■ **Task item**: Using the data that follows, give the number of lines where the string "lamp" occurs, and nothing else.

Data extracted from a collection
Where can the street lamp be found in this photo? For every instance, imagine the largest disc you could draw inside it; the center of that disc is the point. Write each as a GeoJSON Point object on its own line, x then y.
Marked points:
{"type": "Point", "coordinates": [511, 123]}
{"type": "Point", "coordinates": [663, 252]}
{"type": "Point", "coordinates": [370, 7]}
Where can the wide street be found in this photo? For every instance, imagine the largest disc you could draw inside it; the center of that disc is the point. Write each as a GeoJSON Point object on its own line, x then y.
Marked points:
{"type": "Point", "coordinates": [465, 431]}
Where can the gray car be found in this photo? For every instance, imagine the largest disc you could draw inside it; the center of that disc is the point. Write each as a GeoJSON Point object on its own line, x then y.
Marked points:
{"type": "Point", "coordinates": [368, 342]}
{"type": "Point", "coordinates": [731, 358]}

...

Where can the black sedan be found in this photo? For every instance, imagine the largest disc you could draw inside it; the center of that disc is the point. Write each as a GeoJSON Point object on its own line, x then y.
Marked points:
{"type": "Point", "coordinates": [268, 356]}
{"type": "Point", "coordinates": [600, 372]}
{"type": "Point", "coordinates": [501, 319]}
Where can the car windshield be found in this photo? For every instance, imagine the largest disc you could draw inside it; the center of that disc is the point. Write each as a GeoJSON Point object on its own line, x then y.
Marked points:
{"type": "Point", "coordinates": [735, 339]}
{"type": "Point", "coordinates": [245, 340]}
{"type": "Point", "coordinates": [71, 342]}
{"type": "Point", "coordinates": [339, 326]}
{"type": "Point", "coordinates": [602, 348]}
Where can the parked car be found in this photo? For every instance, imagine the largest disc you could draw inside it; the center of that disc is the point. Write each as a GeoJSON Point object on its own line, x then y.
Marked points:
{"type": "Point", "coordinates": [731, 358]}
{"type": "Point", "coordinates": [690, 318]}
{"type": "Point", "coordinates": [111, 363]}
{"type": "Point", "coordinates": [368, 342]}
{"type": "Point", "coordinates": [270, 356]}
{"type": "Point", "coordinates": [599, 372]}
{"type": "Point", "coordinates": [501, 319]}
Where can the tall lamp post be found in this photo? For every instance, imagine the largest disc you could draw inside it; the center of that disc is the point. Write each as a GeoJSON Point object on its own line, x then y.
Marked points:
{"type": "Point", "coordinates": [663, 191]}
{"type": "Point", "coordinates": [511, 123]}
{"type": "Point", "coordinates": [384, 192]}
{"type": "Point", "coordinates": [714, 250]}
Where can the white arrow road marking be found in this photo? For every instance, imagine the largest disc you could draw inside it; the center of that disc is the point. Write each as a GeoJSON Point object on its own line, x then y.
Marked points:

■ **Answer to the problem**: 2